### EXERCISE BRIEF
Go through the data below and retype all of it exactly.

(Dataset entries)

..............................

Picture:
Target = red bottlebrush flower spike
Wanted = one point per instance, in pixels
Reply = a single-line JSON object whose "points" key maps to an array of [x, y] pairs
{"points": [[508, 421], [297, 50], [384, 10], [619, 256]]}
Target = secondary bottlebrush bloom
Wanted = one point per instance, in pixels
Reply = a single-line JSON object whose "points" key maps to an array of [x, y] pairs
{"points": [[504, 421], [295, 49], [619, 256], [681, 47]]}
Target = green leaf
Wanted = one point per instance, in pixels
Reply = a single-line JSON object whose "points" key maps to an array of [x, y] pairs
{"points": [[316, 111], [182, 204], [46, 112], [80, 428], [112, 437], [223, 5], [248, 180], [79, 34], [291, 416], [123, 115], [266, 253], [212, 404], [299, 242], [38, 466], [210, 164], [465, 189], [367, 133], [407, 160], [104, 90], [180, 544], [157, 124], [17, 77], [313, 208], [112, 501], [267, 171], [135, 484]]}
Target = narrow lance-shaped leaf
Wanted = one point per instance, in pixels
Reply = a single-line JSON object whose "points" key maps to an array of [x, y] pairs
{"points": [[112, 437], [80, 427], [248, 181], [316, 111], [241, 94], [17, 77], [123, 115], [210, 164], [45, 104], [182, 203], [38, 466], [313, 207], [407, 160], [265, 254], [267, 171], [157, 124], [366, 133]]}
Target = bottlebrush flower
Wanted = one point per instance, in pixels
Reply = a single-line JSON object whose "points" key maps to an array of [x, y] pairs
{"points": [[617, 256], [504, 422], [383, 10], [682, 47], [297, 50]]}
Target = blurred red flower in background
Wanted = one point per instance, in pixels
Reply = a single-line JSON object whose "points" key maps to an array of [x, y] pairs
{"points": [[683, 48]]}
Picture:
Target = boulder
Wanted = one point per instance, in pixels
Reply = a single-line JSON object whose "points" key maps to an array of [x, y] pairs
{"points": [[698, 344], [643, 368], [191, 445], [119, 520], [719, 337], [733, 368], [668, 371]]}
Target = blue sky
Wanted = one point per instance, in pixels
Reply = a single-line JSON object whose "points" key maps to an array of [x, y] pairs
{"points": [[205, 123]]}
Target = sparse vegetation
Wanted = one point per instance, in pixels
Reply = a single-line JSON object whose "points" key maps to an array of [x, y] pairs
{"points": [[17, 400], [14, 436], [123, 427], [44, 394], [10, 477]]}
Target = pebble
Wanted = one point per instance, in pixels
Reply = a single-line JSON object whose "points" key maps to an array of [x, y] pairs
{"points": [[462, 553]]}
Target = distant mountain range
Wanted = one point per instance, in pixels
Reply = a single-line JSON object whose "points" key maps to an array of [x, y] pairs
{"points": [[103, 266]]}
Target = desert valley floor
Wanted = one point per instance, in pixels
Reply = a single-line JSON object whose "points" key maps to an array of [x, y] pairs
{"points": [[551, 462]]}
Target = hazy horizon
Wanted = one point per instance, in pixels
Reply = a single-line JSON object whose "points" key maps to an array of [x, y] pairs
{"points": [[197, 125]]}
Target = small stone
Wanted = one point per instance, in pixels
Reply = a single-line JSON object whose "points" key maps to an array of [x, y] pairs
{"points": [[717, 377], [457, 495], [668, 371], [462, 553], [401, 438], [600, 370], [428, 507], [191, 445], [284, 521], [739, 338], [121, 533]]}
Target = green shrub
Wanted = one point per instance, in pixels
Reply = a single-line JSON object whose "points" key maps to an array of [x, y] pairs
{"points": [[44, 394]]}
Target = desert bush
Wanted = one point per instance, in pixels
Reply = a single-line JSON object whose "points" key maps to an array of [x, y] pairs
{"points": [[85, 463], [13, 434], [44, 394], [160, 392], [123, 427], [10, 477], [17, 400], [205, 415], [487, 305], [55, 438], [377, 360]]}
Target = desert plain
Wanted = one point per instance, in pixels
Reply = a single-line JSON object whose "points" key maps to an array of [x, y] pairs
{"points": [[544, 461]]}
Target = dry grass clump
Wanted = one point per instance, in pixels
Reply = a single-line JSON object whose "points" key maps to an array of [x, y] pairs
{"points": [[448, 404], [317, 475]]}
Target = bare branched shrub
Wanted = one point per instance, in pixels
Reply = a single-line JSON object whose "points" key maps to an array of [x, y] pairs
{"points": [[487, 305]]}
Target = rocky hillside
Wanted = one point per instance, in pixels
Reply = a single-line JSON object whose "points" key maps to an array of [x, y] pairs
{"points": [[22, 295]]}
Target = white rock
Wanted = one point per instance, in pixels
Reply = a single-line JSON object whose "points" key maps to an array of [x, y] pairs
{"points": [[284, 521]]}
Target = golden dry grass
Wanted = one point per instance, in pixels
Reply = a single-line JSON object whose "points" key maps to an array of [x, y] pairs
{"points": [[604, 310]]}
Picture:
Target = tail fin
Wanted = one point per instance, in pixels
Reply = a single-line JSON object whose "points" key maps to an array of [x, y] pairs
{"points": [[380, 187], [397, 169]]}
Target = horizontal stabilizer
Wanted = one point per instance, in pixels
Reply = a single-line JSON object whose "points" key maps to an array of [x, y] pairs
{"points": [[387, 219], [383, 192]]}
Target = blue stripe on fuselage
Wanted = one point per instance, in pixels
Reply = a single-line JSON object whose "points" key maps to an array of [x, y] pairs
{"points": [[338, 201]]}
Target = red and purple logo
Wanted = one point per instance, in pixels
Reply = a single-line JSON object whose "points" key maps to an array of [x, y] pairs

..............................

### COMPLETED TASK
Picture:
Target = red bottlebrush flower spike
Wanted = one point per instance, in pixels
Reply = a single-line JSON object whose "points" key maps to an array of [x, y] pairs
{"points": [[508, 421], [297, 50], [384, 10], [619, 256]]}
Target = secondary bottlebrush bloom
Wanted = one point per instance, in pixels
Reply = a single-line JSON object whose "points" key maps to an array of [x, y] pairs
{"points": [[504, 421], [295, 49], [619, 256], [681, 47]]}
Target = green leaf
Wanted = one point per instance, in pixels
Reply = a single-line JSON object whose "points" key maps to an array of [x, y] pairs
{"points": [[316, 111], [182, 204], [46, 112], [80, 428], [112, 437], [223, 5], [248, 180], [79, 34], [291, 416], [123, 115], [266, 253], [212, 404], [299, 242], [38, 466], [210, 164], [465, 189], [367, 133], [407, 160], [104, 90], [180, 544], [157, 124], [17, 77], [313, 208], [112, 501], [267, 171], [135, 484]]}
Target = narrow lance-shaped leaf
Wanted = one point per instance, in pixels
Reply = a single-line JSON object whose "points" key maps to an array of [x, y] pairs
{"points": [[112, 437], [80, 427], [248, 181], [316, 111], [241, 94], [17, 77], [123, 115], [210, 164], [45, 104], [182, 203], [38, 466], [313, 207], [407, 160], [265, 254], [267, 171], [157, 124], [366, 133]]}
Target = bottlebrush flower
Wanted = one point per instance, in pixels
Reply = a single-line JSON object whose "points" key maps to an array of [x, y] pairs
{"points": [[617, 256], [504, 422], [383, 10], [682, 47], [297, 50]]}
Target = blurred red flower in background
Wanted = one point per instance, in pixels
Reply = a single-line JSON object whose "points" key maps to an array of [x, y] pairs
{"points": [[683, 48]]}
Picture:
Target = boulder
Wanted = one point per instance, in pixels
Reply = a single-line JSON object whose "points" key maps to an array of [x, y] pairs
{"points": [[698, 344], [643, 368], [191, 445], [119, 520], [719, 337], [733, 368], [668, 371]]}
Target = blue sky
Wanted = one point per instance, in pixels
Reply = a single-line JSON object whose "points" key maps to an array of [x, y] pairs
{"points": [[205, 123]]}
Target = sparse vegetation
Wanted = one point per instance, in pixels
Reply = a single-line JSON object whose "points" key maps to an array of [x, y] pairs
{"points": [[17, 400], [14, 436], [123, 427], [44, 394], [10, 477]]}
Target = pebble
Wanted = one point per instance, in pixels
Reply = a single-line JSON object whose "points" key maps to an array of [x, y] pairs
{"points": [[462, 553]]}
Target = distant mountain range
Wanted = one point per instance, in pixels
Reply = a single-line JSON object whose "points" key maps to an array of [x, y] pairs
{"points": [[103, 266]]}
Target = desert valley floor
Wanted = one point per instance, in pixels
Reply = a single-line JSON object whose "points" key maps to an array of [x, y] pairs
{"points": [[551, 462]]}
Target = hazy horizon
Wanted = one point per instance, in pixels
Reply = a single-line JSON object whose "points" key maps to an array of [x, y] pairs
{"points": [[197, 125]]}
Target = small stone
Wanted = one point per instance, in pixels
Reply = a single-line JSON object whose "points" key maps to an array of [x, y] pairs
{"points": [[717, 377], [457, 495], [668, 371], [462, 553], [401, 438], [600, 370], [428, 507], [191, 445], [284, 521], [739, 338], [121, 533]]}
Target = green shrub
Wanted = one point per instance, in pixels
Reply = a single-line JSON object whose "points" key maps to an array of [x, y] pairs
{"points": [[44, 394]]}
Target = desert bush
Wanted = one point per instance, in pixels
Reply = a single-line JSON object whose "points" key maps to an array of [x, y] pairs
{"points": [[85, 463], [13, 434], [44, 394], [160, 392], [123, 427], [10, 477], [17, 400], [205, 415], [487, 305], [55, 438], [377, 360]]}
Target = desert plain
Wanted = one point per instance, in pixels
Reply = a single-line JSON object whose "points" key maps to an array of [x, y] pairs
{"points": [[544, 461]]}
Target = dry grass clump
Wanted = one point per instance, in pixels
Reply = a single-line JSON object whose "points" key maps to an array of [x, y] pairs
{"points": [[448, 404], [317, 475]]}
Target = bare branched shrub
Wanted = one point per instance, in pixels
Reply = a single-line JSON object whose "points" key maps to an array of [x, y] pairs
{"points": [[487, 305]]}
Target = rocky hillside
Wanted = one point per instance, in pixels
Reply = a single-line JSON object whose "points" key maps to an array of [x, y] pairs
{"points": [[22, 295]]}
Target = white rock
Wanted = one point per instance, in pixels
Reply = a single-line JSON object whose "points" key maps to an array of [x, y] pairs
{"points": [[284, 521]]}
Target = golden dry grass
Wanted = one point per instance, in pixels
Reply = a single-line JSON object whose "points" key maps to an array of [x, y] pairs
{"points": [[604, 310]]}
Picture:
Target = tail fin
Wanted = one point per instance, in pixels
Reply = a single-line JSON object whose "points" key maps to an array of [x, y] pairs
{"points": [[380, 187], [397, 169]]}
Target = horizontal stabilizer
Wanted = one point per instance, in pixels
Reply = a single-line JSON object whose "points" key maps to an array of [x, y] pairs
{"points": [[387, 219], [383, 192]]}
Target = blue stripe on fuselage
Wanted = one point per instance, in pixels
Reply = a single-line JSON object whose "points" key maps to an array of [x, y] pairs
{"points": [[338, 201]]}
Target = red and purple logo
Wanted = one point per instance, in pixels
Reply = a single-line JSON object whose "points" key maps to an array of [x, y] pairs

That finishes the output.